▶ やること: 下にあるオーストラリアの野菜についての文章から、「自然豊かなイメージの強さゆえ」から「加えて日本の野菜との違いをこう語る。」までを一字も変えずに書き写してください。

一方、梅田氏は「レストラン・オーナーの中には質よりも価格を重視する方も少なくないですし、必ずしもクオリティの高い野菜を用意しておけばいいわけではありません。すべてのニーズに応えるのは難しいため、うちはしっかりとしたクオリティーの青果の仕入れに絞り、それを求めるお店と取引を行っています」と語る。

レストランごとにさまざまなニーズがあり、それに伴い、卸業者の間でも提供する商品による棲み分けがなされているという構図が見えてくる。今後、各店が実際にマーケットに足を運んでいるか、あるいはどの卸業者から野菜を仕入れているかなどといった情報をレストラン選びの基準の1つに加えても面白いかもしれない。

豪州の青果のクオリティー

自然豊かなイメージの強さゆえ野菜や果物のクオリティーも期待されるオーストラリアだが、実際そのクオリティーはどの程度のものなのだろうか。小山氏は「もともとオーストラリアの野菜はそれほどクオリティーが高くなかった」と指摘する。

「おそらく日本のように味をとことん追求して美味しいものを作ろうという発想がなかったのでしょう。ただ、ここ10数年、さまざまな国の食文化が浸透するとともに美味しい野菜が育てられ、市場にも出回るようになりました。農家側も美味しい野菜を作れば売れることを知ったのだと思います」

梅田氏もまたクオリティーの高まりを指摘する。

「年々良くなっていると感じます。高級レストランが扱うような高級志向の野菜も増えていますね。日本と全く同じ野菜が並んでいるわけではないのでその点を不満に思う人もいるでしょうが、全体を眺めた時に野菜の種類は日本よりも豊富で、さらに日本だと高級とされるマンゴーやメロンなどのフルーツが安く手に入るなどのメリットもあります。日本の野菜自体の流通量は少ないですが、そのほかに目を向けるのであれば楽しみは広がると思いますよ」

加えて日本の野菜との違いをこう語る。

▶ セグメンテーション用データセットの記録:
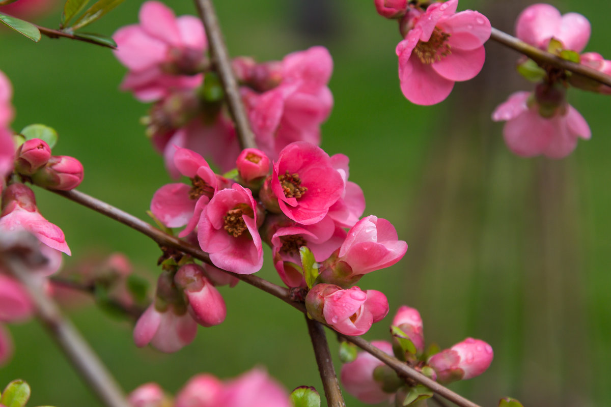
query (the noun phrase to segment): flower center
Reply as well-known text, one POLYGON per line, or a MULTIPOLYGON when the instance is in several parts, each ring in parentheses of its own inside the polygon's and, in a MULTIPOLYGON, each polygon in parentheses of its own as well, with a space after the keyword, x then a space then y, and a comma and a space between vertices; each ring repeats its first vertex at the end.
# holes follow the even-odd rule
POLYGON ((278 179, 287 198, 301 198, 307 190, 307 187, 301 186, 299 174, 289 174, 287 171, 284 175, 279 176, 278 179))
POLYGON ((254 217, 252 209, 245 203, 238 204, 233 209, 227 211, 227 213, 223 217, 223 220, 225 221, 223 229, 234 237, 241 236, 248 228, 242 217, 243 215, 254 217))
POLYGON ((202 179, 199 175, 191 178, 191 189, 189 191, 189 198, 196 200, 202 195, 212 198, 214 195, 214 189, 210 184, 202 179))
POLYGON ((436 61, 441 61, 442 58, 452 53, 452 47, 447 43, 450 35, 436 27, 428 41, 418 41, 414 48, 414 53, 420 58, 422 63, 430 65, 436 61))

--

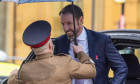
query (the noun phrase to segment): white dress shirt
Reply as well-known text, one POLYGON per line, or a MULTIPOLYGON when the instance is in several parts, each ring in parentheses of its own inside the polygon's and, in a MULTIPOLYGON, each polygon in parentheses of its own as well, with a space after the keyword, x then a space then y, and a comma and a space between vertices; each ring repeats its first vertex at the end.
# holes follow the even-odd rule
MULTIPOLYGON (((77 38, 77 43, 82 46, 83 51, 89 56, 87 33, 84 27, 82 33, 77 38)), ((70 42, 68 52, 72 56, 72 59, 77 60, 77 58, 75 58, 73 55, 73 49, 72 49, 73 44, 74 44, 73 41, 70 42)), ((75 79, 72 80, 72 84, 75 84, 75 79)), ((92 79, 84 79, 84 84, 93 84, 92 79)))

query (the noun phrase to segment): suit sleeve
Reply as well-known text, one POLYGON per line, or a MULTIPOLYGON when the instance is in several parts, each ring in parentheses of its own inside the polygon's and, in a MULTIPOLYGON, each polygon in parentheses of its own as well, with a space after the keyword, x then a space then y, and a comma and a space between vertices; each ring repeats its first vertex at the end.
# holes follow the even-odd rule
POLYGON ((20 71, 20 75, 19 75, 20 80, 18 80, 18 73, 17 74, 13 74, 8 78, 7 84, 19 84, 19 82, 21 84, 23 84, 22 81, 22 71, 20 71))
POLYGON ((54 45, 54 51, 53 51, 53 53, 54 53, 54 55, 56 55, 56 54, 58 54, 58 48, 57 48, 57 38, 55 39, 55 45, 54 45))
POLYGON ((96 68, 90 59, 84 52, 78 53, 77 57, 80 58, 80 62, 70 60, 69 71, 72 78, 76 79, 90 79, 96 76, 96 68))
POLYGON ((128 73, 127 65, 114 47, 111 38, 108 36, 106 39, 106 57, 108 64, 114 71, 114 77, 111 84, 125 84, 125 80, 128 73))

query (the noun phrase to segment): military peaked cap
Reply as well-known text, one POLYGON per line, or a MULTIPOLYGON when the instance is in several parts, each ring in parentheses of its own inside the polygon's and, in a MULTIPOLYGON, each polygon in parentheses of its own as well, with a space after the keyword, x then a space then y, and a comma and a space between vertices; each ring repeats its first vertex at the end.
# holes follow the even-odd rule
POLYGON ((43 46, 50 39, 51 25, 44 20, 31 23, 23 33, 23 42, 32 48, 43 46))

▶ できあがり:
自然豊かなイメージの強さゆえ野菜や果物のクオリティーも期待されるオーストラリアだが、実際そのクオリティーはどの程度のものなのだろうか。小山氏は「もともとオーストラリアの野菜はそれほどクオリティーが高くなかった」と指摘する。

「おそらく日本のように味をとことん追求して美味しいものを作ろうという発想がなかったのでしょう。ただ、ここ10数年、さまざまな国の食文化が浸透するとともに美味しい野菜が育てられ、市場にも出回るようになりました。農家側も美味しい野菜を作れば売れることを知ったのだと思います」

梅田氏もまたクオリティーの高まりを指摘する。

「年々良くなっていると感じます。高級レストランが扱うような高級志向の野菜も増えていますね。日本と全く同じ野菜が並んでいるわけではないのでその点を不満に思う人もいるでしょうが、全体を眺めた時に野菜の種類は日本よりも豊富で、さらに日本だと高級とされるマンゴーやメロンなどのフルーツが安く手に入るなどのメリットもあります。日本の野菜自体の流通量は少ないですが、そのほかに目を向けるのであれば楽しみは広がると思いますよ」

加えて日本の野菜との違いをこう語る。